▶ PAGE EXTRACT
---

Illinois has become the first state to completely eliminate cash bail, a result of a push by state legislators to end a practice they say keeps poor people in jail for months awaiting trial and disproportionately affects Black and Latino defendants.
The change is part of a sweeping law signed by Gov. J.B. Pritzker, a Democrat, on Monday. He said the legislation would transform the state’s legal system and increase accountability measures for police officers, such as requiring the use of body-worn cameras by police departments statewide.
“This legislation marks a substantial step toward dismantling the systemic racism that plagues our communities, our state and our nation and brings us closer to true safety, true fairness and true justice,” Pritzker said in a statement.
Over the years, New Jersey, California and New York have limited the use of bail, a system that opponents have criticized as unfair to poor people, who are forced to remain in detention even though they have not been convicted of the charges that led to their arrest. Supporters of the elimination of cash bail have pointed to cases like that of Kalief Browder, who was 16 when he was ordered held for three years at Rikers Island because his family could not afford a $3,000 bail. Browder, who was accused of stealing a backpack, killed himself two years after his release, when he was 22.
Under Illinois’ new law, judges will no longer be able to set any kind of bail for a defendant charged with a crime, making it unique among states that have reformed the bail system, according to legislators.
Legislators had tried for at least five years to pass legislation that would end the practice, according to state Rep. Kam Buckner, who is also chairman of the Illinois House Legislative Black Caucus, which pushed for the law.
The killing of George Floyd, who died after a Minneapolis police officer kept his knee on his neck for more than eight minutes, touched off a nationwide examination of the treatment of Black people and other people of color by the police and court system, Buckner said.
“We’ve had a very obvious and painful reckoning over the last 12 months in this country,” he said. People have done “some soul-searching and have realized that we need to change the way we do business.”
Buckner said the legislation was the culmination of exhaustive research into the laws and practices in other states and countries. Under the new system, judges will be presented with evidence to determine what kind of risk releasing a defendant poses to the community and whether the defendant can be counted on to return to court. A judge will then determine if the person should be held in detention until trial.
The cash bail system will not be abolished until January 2023, giving court officials time to prepare for the new system, said state Sen. Elgie Sims, one of the authors of the legislation.

---

▶ DATASET EXCERPTS
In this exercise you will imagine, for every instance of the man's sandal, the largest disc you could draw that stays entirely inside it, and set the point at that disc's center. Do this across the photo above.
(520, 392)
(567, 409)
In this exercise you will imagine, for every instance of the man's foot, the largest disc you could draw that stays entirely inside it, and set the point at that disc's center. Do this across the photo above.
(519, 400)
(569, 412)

---

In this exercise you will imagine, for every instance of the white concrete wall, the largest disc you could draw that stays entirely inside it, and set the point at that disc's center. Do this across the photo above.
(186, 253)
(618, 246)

---

▶ TASK PROMPT
Continue the article about Illinois eliminating cash bail, picking up right after its last sentence.

▶ WRITTEN RESPONSE
The Illinois Law Enforcement Coalition, a group representing law enforcement officials across the state, said in a statement that the new law would hamstring police officers trying to do their jobs. The coalition said political leaders had discounted about 120,000 residents of the state who signed a petition opposing the legislation.
“This new law is a blatant move to punish an entire, honorable profession that will end up hurting law-abiding citizens the most,” said the coalition, which represents police union groups as well as the Illinois Sheriffs’ Association and the Illinois Association of Chiefs of Police.
Jim Kaitschuk, executive director of the Illinois Sheriffs’ Association, said he was concerned that the elimination of cash bail would make cities and towns less safe.
Jails have become de facto centers for people suffering from mental health disorders and addiction, he said. “The only way to intervene is to arrest them and bring them to jail, where you have the opportunity to sit in a cell and get some help,” Kaitschuk said.
The new law does not take into consideration the lack of resources for defendants who may be released into the community without access to mental health or drug counseling and “be a risk to themselves or others,” he said.
“I’m certainly not going to sit here and profess that the system is completely fair in its entirety,” Kaitschuk said. “But we completely threw the whole thing out here.”
Sims, the state senator, said the law would divert people accused of low-level drug crimes into recovery programs.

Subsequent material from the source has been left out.